Excerpts from location labeling data

⟨

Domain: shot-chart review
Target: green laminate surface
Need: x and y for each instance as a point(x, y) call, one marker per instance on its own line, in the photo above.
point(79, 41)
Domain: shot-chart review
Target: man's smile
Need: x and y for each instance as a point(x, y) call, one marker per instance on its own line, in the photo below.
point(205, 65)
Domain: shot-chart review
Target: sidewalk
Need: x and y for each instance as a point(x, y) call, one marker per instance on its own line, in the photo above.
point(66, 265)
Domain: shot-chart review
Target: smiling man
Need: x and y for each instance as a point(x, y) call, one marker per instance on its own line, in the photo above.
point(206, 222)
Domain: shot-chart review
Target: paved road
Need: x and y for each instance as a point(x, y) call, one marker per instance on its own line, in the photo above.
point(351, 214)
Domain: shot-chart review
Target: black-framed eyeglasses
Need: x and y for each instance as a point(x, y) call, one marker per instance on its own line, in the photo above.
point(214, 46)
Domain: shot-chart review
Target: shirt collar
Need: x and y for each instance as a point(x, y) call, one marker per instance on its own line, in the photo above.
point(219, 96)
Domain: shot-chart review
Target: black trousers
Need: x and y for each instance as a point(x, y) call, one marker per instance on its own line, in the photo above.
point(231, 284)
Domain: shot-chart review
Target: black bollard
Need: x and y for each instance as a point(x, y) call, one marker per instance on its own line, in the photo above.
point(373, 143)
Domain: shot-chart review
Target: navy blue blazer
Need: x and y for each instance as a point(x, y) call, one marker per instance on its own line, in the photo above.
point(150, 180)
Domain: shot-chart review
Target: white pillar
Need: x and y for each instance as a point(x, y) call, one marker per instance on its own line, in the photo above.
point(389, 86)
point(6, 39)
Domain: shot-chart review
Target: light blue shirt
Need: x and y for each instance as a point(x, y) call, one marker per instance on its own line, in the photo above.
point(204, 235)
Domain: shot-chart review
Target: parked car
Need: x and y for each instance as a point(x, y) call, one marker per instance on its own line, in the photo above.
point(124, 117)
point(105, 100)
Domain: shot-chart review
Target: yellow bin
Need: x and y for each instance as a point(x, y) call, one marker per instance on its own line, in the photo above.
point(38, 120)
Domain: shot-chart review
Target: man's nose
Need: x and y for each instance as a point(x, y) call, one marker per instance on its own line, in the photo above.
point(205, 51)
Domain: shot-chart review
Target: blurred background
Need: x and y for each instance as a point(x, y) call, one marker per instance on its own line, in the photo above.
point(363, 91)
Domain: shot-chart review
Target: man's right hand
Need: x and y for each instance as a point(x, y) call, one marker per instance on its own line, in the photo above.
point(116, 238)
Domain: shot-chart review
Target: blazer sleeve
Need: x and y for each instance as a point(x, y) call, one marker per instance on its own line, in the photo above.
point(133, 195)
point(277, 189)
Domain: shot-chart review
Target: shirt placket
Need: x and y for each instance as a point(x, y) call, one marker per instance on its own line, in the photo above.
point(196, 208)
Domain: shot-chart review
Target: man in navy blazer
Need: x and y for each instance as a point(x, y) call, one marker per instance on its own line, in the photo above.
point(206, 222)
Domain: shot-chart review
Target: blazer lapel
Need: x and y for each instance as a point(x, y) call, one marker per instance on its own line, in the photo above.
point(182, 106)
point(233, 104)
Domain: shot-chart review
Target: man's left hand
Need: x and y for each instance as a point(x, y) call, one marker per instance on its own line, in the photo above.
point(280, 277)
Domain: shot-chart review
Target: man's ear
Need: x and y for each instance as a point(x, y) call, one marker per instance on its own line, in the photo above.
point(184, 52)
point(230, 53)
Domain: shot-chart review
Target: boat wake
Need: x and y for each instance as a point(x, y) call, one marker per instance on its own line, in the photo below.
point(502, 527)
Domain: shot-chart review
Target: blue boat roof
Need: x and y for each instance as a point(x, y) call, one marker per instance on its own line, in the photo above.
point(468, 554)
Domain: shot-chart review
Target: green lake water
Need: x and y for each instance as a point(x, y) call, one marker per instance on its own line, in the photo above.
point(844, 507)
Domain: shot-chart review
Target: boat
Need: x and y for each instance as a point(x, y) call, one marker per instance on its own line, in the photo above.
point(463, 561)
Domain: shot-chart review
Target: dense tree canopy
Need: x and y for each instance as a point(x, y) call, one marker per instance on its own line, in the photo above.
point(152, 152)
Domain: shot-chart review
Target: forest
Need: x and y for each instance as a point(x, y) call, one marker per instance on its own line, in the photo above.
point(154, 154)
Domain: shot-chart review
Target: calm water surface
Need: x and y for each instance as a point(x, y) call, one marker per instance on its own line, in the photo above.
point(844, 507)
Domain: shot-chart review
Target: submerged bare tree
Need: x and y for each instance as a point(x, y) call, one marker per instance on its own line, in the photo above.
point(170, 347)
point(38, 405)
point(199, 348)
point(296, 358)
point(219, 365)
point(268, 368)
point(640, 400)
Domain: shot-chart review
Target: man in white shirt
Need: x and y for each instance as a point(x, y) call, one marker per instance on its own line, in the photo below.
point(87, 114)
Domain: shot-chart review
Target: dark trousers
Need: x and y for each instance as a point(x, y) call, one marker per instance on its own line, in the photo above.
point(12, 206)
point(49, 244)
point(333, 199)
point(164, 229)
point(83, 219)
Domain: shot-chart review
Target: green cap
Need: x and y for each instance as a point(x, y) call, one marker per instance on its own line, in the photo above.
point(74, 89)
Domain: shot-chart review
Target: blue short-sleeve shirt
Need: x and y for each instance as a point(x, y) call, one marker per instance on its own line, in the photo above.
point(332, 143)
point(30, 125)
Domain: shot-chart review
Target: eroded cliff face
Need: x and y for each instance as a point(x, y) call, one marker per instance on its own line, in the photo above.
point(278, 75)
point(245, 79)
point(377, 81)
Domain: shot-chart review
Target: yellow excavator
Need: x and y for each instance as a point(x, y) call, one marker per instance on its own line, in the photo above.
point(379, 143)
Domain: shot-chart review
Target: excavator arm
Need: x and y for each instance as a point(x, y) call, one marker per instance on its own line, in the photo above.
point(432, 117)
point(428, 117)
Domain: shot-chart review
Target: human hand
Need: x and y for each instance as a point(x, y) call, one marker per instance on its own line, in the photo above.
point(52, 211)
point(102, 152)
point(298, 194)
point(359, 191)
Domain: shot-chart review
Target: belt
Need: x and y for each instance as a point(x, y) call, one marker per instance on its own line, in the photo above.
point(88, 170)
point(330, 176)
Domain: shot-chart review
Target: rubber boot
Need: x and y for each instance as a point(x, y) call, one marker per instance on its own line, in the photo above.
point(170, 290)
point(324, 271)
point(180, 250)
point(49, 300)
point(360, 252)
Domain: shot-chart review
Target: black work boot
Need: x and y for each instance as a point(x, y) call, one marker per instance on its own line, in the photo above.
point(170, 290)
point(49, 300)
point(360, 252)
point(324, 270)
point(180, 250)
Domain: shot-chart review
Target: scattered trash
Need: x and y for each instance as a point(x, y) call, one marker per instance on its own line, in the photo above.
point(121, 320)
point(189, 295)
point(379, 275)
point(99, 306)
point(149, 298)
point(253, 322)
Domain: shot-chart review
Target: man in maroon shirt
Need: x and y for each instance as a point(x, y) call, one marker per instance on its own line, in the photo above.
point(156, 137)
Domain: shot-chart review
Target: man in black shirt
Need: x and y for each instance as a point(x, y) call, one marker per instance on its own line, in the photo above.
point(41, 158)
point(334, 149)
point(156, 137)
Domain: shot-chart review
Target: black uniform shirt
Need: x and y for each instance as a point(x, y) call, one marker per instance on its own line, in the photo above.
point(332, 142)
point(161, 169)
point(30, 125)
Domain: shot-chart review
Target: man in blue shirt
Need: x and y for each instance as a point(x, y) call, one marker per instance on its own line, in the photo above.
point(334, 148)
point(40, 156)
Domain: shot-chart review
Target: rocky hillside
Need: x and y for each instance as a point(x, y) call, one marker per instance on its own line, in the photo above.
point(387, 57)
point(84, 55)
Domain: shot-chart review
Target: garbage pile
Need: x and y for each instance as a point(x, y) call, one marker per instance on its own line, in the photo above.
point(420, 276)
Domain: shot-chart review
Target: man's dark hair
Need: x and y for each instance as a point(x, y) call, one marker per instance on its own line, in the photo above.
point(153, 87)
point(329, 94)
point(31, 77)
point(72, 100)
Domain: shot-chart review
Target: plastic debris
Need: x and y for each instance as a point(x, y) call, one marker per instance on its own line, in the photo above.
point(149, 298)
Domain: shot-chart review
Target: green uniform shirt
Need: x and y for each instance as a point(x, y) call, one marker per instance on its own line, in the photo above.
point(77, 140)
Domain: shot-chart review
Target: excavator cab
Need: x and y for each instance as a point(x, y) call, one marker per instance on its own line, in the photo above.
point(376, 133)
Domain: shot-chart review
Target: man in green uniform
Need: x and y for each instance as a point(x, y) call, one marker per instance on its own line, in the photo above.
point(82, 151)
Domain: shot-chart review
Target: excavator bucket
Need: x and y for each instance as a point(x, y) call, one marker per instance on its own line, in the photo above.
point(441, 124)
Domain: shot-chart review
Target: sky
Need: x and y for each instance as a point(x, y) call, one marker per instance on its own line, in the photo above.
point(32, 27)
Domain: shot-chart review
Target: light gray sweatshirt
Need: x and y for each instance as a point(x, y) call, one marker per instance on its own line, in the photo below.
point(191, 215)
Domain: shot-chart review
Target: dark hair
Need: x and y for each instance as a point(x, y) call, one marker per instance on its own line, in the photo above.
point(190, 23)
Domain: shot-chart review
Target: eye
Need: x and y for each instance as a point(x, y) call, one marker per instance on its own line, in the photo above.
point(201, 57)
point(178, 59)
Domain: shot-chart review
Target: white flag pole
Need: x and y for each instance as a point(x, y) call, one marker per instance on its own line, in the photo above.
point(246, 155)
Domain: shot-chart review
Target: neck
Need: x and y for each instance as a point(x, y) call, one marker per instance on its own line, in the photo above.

⟩

• _GIVEN PROBLEM_: Reproduce the material without alteration, beginning with its first line and continuing through the line that contains "point(214, 46)", with both of those lines included and nothing else.

• _SOLUTION TO THIS EXERCISE_:
Domain: shot-chart review
Target: green laminate surface
Need: x and y for each instance as a point(x, y) call, one marker per instance on its own line, in the photo above.
point(79, 41)
Domain: shot-chart review
Target: man's smile
Need: x and y for each instance as a point(x, y) call, one marker per instance on its own line, in the photo below.
point(205, 65)
Domain: shot-chart review
Target: sidewalk
Need: x and y for each instance as a point(x, y) call, one marker per instance on its own line, in the photo above.
point(66, 265)
Domain: shot-chart review
Target: smiling man
Need: x and y for each instance as a point(x, y) call, one marker per instance on its own line, in the photo above.
point(206, 222)
Domain: shot-chart review
Target: paved road
Need: x and y for each instance as a point(x, y) call, one marker per instance on its own line, in the photo above.
point(351, 214)
Domain: shot-chart review
Target: black-framed eyeglasses
Need: x and y for each instance as a point(x, y) call, one marker per instance on its own line, in the photo above.
point(214, 46)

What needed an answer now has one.